++++ EXERCISE TEXT ++++

Opinion

Remembrance of Dr. Anastasia

By Michelle Maria Oliver
Guest Writer

It is hard to believe our lovely Anatomy professor has passed away. Time passed, but seemed not to phase her. Strong, bold, and elegant as a pearl, she would be the first one in Dickinson Hall, pulling her Vera Bradley bags with wheels; of course she had the lunch box and smaller bags to match the same print.

No matter what weather, or perhaps how ill she was, she would always be there in class ready to teach early in the morning. Not once did she demonstrate her exhaustion.

She had her microphone to ensure her voice was being projected properly and would call in Leslie who would rush in to help with the projector.

She would ensure the students were able to follow what she was saying and, yes, she would call out students during the lectures to ensure they were paying attention. Sitting across her desk, her generous hospitality was soothing.

She would offer hazelnuts, a high energy and beneficial snack that would help you feel at ease with your class, programs or the future choices being discussed in the meeting.

Although her shell was sturdy, it would gleam to students who expressed their strategies and ideas. She appreciated hard work, a trait that seems so difficult to find in an educator today.

Anastasia’s admiration of work ethic and respect for diligence is rare yet it came naturally to to her. The most endearing trait about Anastasia was her ability to laugh with students and share personal experiences that would motivate them in turn. At times, this humility and honesty was needed from our mentors.

++++ AVAILABLE DATA ++++

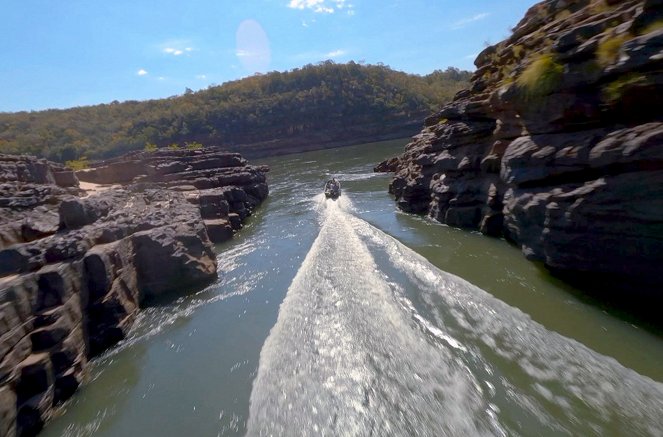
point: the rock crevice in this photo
(76, 267)
(557, 145)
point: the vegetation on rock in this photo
(542, 76)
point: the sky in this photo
(59, 54)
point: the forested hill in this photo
(315, 106)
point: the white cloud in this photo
(465, 21)
(335, 54)
(173, 51)
(322, 6)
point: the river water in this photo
(350, 318)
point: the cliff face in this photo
(76, 266)
(558, 143)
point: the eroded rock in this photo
(557, 145)
(76, 269)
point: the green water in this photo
(372, 338)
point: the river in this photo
(350, 318)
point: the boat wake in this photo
(372, 339)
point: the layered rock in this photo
(76, 268)
(558, 144)
(222, 184)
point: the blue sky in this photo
(58, 54)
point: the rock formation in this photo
(557, 145)
(75, 269)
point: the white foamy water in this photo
(372, 339)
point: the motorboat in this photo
(332, 189)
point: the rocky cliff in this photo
(77, 265)
(557, 145)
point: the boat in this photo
(332, 189)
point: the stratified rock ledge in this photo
(557, 145)
(76, 266)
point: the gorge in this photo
(556, 146)
(76, 265)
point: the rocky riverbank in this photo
(557, 145)
(76, 266)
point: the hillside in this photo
(312, 107)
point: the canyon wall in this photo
(557, 145)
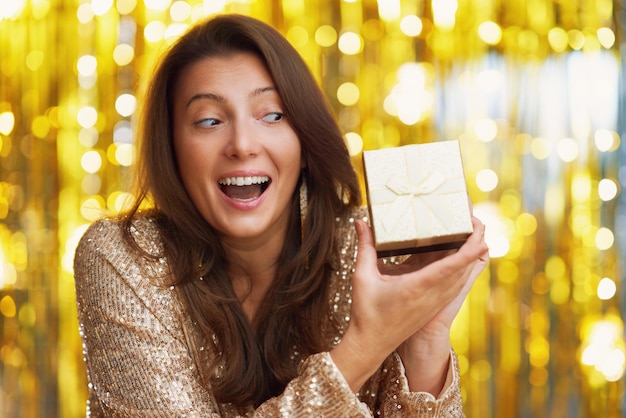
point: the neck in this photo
(252, 271)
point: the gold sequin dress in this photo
(142, 351)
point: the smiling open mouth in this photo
(244, 188)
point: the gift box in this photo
(417, 198)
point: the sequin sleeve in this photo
(139, 354)
(136, 357)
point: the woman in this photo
(250, 287)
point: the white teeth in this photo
(243, 181)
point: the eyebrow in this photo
(221, 99)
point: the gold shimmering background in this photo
(533, 89)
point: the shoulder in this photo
(109, 235)
(107, 241)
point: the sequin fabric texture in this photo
(142, 352)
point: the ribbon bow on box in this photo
(420, 190)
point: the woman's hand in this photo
(411, 309)
(426, 353)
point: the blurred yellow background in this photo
(533, 89)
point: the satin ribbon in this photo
(418, 190)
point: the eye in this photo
(273, 117)
(208, 122)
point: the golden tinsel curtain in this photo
(533, 89)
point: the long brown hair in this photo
(254, 362)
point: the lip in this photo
(247, 177)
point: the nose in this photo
(243, 142)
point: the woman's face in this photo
(238, 156)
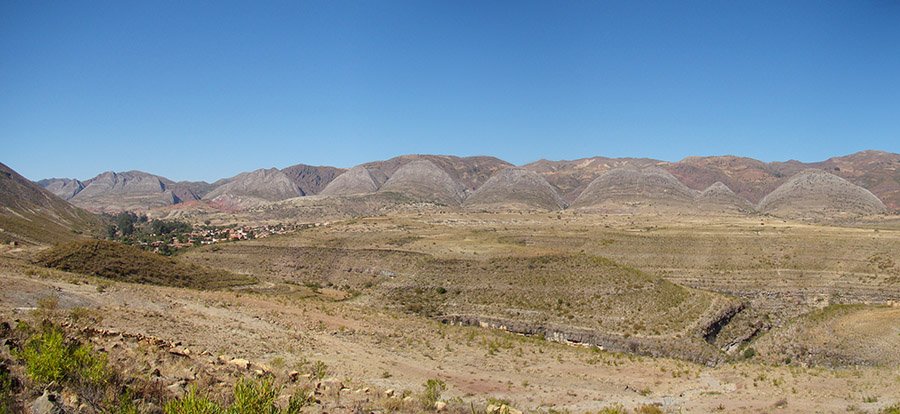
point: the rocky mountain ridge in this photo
(746, 178)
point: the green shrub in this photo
(318, 370)
(432, 393)
(49, 357)
(749, 353)
(257, 397)
(302, 397)
(648, 409)
(193, 403)
(613, 409)
(250, 397)
(6, 390)
(894, 409)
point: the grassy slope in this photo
(130, 264)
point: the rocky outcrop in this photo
(263, 184)
(816, 193)
(691, 349)
(425, 181)
(357, 180)
(311, 179)
(719, 198)
(64, 188)
(516, 188)
(632, 186)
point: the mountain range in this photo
(729, 182)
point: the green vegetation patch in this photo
(129, 264)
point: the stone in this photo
(240, 363)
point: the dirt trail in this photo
(391, 350)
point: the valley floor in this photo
(279, 325)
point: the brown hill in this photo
(877, 171)
(131, 190)
(311, 179)
(422, 179)
(516, 188)
(718, 197)
(748, 178)
(471, 172)
(630, 187)
(357, 180)
(572, 177)
(64, 188)
(31, 214)
(817, 193)
(259, 185)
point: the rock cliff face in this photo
(516, 188)
(816, 192)
(423, 180)
(64, 188)
(131, 190)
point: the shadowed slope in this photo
(31, 214)
(423, 180)
(357, 180)
(818, 193)
(630, 187)
(516, 188)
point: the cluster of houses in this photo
(218, 234)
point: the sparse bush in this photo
(250, 397)
(193, 403)
(256, 397)
(432, 394)
(302, 397)
(6, 390)
(648, 409)
(894, 409)
(613, 409)
(318, 370)
(749, 353)
(48, 357)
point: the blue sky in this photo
(207, 89)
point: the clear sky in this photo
(207, 89)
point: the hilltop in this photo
(515, 188)
(630, 186)
(422, 179)
(816, 192)
(748, 179)
(31, 214)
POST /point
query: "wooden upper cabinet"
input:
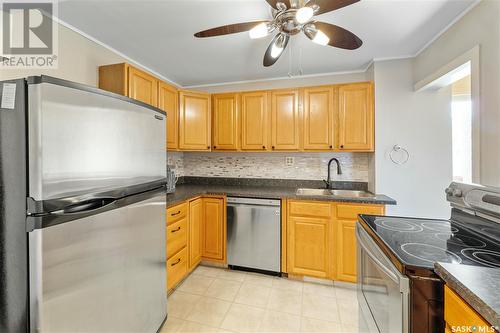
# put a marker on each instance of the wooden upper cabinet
(356, 117)
(168, 101)
(214, 238)
(142, 86)
(225, 115)
(194, 121)
(285, 122)
(318, 118)
(254, 121)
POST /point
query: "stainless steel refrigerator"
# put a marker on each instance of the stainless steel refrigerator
(82, 209)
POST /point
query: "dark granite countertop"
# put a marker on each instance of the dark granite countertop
(275, 190)
(478, 286)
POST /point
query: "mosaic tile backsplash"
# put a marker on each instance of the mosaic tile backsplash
(308, 166)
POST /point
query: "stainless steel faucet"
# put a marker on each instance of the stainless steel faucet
(328, 181)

++++

**TASKS FOR THIS EXERCISE**
1. Change "pearl" to "diamond" and write out the stretch of the remembrance of Dr. Anastasia from "It is hard to" through "the same print.".
2. Answer these questions from the remembrance of Dr. Anastasia.
(a) In which building would she be the first one to arrive?
(b) Who would she call in to help with the projector?
(c) What snack would she offer students sitting across her desk?
3. Translate this sentence from the remembrance of Dr. Anastasia into Spanish: "Not once did she demonstrate her exhaustion."

**RESULTS OF THE TASKS**
1.
It is hard to believe our lovely Anatomy professor has passed away. Time passed, but seemed not to phase her. Strong, bold, and elegant as a diamond, she would be the first one in Dickinson Hall, pulling her Vera Bradley bags with wheels; of course she had the lunch box and smaller bags to match the same print.

2.
(a) Dickinson Hall
(b) Leslie
(c) Hazelnuts

3. Ni una sola vez mostró su agotamiento.